EXERCISE DIRECTIONS. Reproduce every one of the records below, swapping each occurrence of "innermost point" for "center" and keeping every other character unchanged.

>>>

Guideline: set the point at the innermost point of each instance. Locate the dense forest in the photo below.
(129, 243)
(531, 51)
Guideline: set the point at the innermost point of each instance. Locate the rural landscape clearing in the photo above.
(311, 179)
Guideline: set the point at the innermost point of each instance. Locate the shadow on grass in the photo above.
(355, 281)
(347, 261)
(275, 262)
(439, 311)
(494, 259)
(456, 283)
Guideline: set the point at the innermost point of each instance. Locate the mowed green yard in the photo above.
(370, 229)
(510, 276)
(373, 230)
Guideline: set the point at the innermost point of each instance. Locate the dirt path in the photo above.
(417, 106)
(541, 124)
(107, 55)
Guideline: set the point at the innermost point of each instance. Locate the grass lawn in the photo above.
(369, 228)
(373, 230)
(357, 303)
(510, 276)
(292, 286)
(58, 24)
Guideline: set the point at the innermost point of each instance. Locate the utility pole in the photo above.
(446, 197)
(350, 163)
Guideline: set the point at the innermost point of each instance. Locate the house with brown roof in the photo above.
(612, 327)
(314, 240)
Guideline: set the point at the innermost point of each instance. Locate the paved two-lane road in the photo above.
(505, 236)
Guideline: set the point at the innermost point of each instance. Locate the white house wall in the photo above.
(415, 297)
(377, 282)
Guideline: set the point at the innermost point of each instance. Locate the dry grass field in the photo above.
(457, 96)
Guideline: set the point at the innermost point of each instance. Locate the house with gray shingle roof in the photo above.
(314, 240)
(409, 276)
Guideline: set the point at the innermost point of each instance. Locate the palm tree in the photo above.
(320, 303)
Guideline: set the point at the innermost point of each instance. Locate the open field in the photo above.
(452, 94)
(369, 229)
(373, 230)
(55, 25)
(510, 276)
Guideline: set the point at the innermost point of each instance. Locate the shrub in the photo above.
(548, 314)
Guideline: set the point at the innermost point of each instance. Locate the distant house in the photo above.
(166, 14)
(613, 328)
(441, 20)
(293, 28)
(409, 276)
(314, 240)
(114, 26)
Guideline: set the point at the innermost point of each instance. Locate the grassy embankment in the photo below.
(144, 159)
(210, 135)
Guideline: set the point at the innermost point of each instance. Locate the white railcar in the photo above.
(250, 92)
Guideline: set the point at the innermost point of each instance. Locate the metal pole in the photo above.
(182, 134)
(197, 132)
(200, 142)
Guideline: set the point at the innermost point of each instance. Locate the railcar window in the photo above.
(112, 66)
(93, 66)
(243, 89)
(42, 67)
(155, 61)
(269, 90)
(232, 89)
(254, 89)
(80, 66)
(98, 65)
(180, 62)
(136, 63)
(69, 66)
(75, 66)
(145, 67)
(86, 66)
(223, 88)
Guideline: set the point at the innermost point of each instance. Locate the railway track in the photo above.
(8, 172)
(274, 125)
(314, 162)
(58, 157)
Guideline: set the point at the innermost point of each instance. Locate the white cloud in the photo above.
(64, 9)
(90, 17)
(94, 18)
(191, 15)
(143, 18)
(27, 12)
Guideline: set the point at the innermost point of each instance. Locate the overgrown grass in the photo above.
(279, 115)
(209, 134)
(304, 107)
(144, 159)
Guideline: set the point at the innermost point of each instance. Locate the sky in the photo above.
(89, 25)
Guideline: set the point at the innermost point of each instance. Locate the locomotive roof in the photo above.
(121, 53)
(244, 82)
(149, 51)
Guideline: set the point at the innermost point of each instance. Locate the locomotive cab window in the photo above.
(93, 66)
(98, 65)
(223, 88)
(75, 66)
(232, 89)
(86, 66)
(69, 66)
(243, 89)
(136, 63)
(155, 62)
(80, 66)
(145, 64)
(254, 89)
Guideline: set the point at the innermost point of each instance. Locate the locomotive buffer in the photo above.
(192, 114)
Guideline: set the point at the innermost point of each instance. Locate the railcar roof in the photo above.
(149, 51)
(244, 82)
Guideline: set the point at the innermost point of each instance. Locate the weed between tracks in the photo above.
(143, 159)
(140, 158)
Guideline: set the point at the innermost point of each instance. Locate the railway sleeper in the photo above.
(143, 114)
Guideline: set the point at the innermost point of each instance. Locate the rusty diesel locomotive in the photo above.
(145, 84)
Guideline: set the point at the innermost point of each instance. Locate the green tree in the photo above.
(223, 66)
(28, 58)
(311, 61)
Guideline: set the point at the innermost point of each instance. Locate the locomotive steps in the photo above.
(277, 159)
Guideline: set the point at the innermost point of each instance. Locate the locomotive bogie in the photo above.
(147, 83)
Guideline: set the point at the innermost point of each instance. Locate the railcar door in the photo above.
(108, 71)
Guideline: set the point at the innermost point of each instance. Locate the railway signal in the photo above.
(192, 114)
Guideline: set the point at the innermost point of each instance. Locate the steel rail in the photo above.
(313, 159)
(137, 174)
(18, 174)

<<<

TASK RESPONSE.
Guideline: set the point at the center of each instance. Locate the dense forest in the photo below.
(129, 243)
(531, 51)
Guideline: set the point at the center of each instance. Locate the rural landscape clearing in the photo above.
(311, 179)
Guideline: set the point at the center of each instance. Locate the shadow on grass in the photo above.
(355, 281)
(347, 261)
(275, 262)
(439, 311)
(494, 259)
(456, 283)
Guideline: set the point at the center of each instance. Locate the mowed green yard in the photo above.
(370, 229)
(510, 276)
(373, 230)
Guideline: set the point at the center of each instance. Locate the dirt path in the photo above.
(417, 106)
(541, 124)
(107, 55)
Guideline: set the point at the center of each instance. Locate the grass lawn in the photo above.
(369, 228)
(373, 230)
(357, 303)
(510, 276)
(292, 286)
(58, 24)
Guideline: set the point at the center of each instance. Locate the utility pole in the photo above.
(446, 197)
(350, 163)
Guideline: set the point at the center of each instance. Locate the house with brown roof in the photo above.
(612, 327)
(314, 240)
Guideline: set the point at the center of each instance. Locate the paved two-lane road in the photo above.
(505, 236)
Guideline: set the point at the center of each instance. Locate the white house wall in the photo above.
(415, 297)
(377, 282)
Guideline: set the point at the center of each instance. Locate the dry grass field in the photo above.
(457, 96)
Guideline: set the point at the center of each instance. Locate the house with gray shingle roof in the photo above.
(314, 240)
(409, 276)
Guideline: set the point at the center of each instance. Locate the palm tree in the photo above.
(320, 303)
Guideline: set the point at the center of each instance. Locate the open field in the photo above.
(452, 94)
(369, 229)
(373, 230)
(55, 25)
(510, 276)
Guideline: set the point at the center of each instance. Locate the shrub in the photo above.
(548, 314)
Guideline: set the point at the center of each instance. Locate the distant house in the photo above.
(166, 14)
(613, 328)
(441, 20)
(293, 28)
(409, 276)
(314, 240)
(114, 26)
Guideline: set the point at the center of each instance. Locate the grassy embankment in the photo below.
(144, 159)
(210, 135)
Guideline: set the point at the center of each instance. Locate the white railcar in the photo above.
(250, 92)
Guideline: set the point at the center of each instance. Locate the metal pole in the photo above.
(182, 134)
(197, 132)
(200, 142)
Guideline: set the point at the center of each instance. Locate the railcar window in the photo above.
(112, 66)
(93, 66)
(243, 89)
(42, 67)
(155, 61)
(269, 90)
(232, 89)
(254, 89)
(80, 66)
(98, 65)
(180, 62)
(136, 63)
(69, 66)
(75, 66)
(145, 67)
(86, 66)
(223, 88)
Guideline: set the point at the center of each instance. Locate the railway track in the photo above.
(8, 172)
(274, 125)
(314, 162)
(58, 157)
Guideline: set the point at the center of each instance. Locate the white cloud in the photo above.
(64, 9)
(90, 17)
(94, 18)
(191, 15)
(143, 18)
(27, 12)
Guideline: set the point at the center of each instance. Locate the overgrown grass in the photo above.
(279, 115)
(209, 134)
(304, 107)
(144, 159)
Guideline: set the point at the center of each instance. Locate the sky in the photo above.
(89, 25)
Guideline: set the point at the center of each instance. Locate the locomotive roof in the photo above.
(121, 53)
(244, 82)
(149, 51)
Guideline: set the point at the center of each instance. Locate the locomotive cab window in the photo above.
(93, 66)
(98, 65)
(223, 88)
(75, 66)
(232, 89)
(86, 66)
(69, 66)
(243, 89)
(136, 63)
(155, 62)
(80, 66)
(145, 64)
(254, 89)
Guideline: set the point at the center of each instance. Locate the locomotive buffer in the photo above.
(192, 114)
Guideline: set the point at the center of each instance. Locate the railcar roof in the photo above.
(149, 51)
(244, 82)
Guideline: set the point at the center of each instance. Locate the weed between tracks in the photo above.
(143, 159)
(140, 158)
Guideline: set the point at the center of each instance. Locate the railway sleeper in the photo above.
(143, 114)
Guideline: set the point at the center of each instance. Locate the rusty diesel locomotive in the photo above.
(145, 84)
Guideline: set the point at the center of each instance. Locate the green tree in the photo above.
(223, 66)
(28, 58)
(311, 61)
Guideline: set the point at the center of each instance. Locate the locomotive steps in the photo above.
(277, 159)
Guideline: set the point at the center of each instance. Locate the locomotive bogie in the photo above.
(147, 83)
Guideline: set the point at the center of each instance. Locate the railcar door in the photo above.
(108, 71)
Guideline: set the point at the center of each instance. Locate the railway signal in the photo above.
(192, 114)
Guideline: set the point at the center of each instance. Locate the steel rail in the photo above.
(313, 159)
(137, 174)
(18, 174)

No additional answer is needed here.